*Task item*
Within the records, determine how many lines contain the word "slope". Your reply must consist of that number only.

*Provided data*
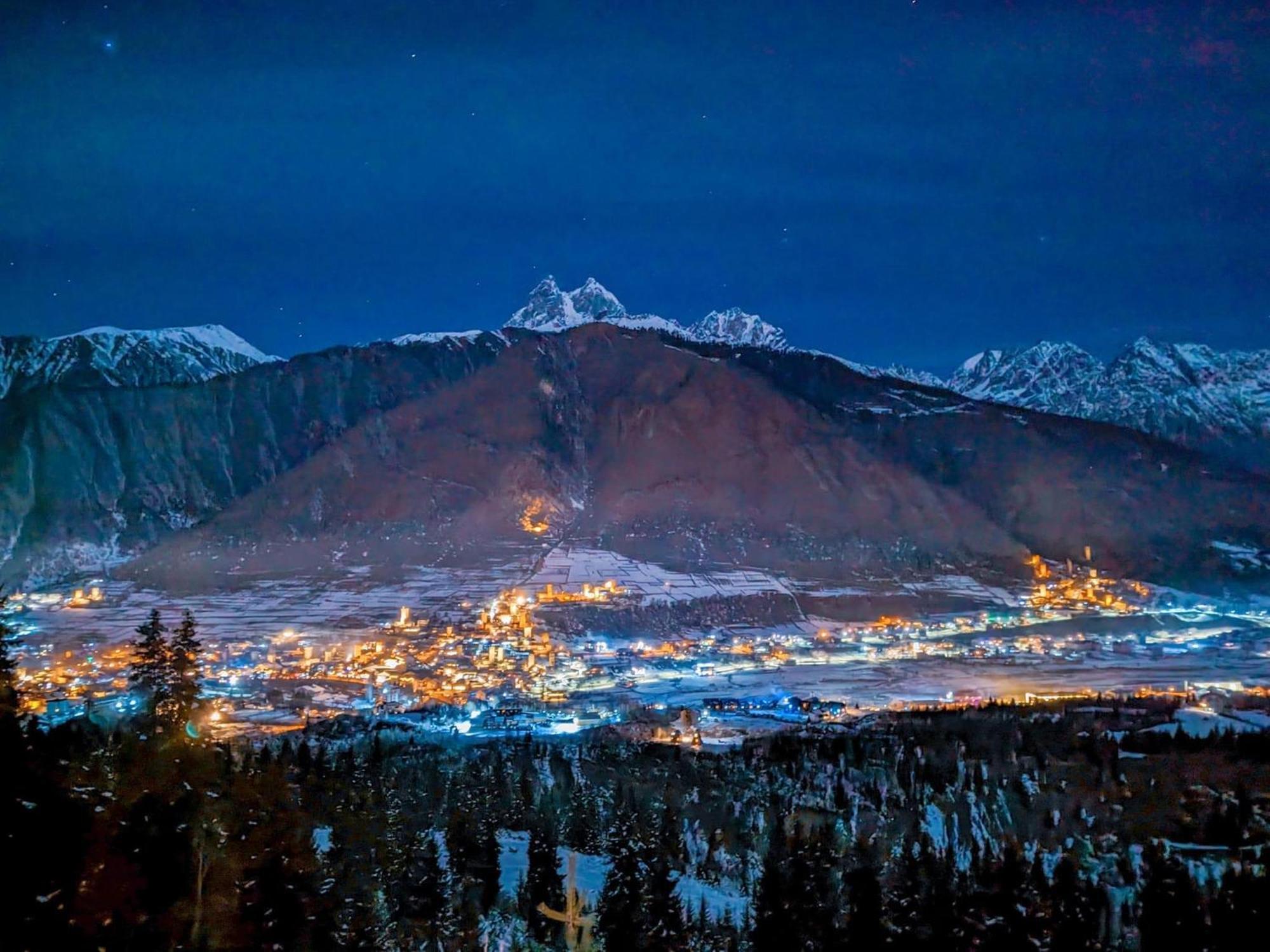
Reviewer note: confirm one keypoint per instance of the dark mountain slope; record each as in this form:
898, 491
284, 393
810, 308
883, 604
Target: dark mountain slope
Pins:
660, 447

*Answer area*
2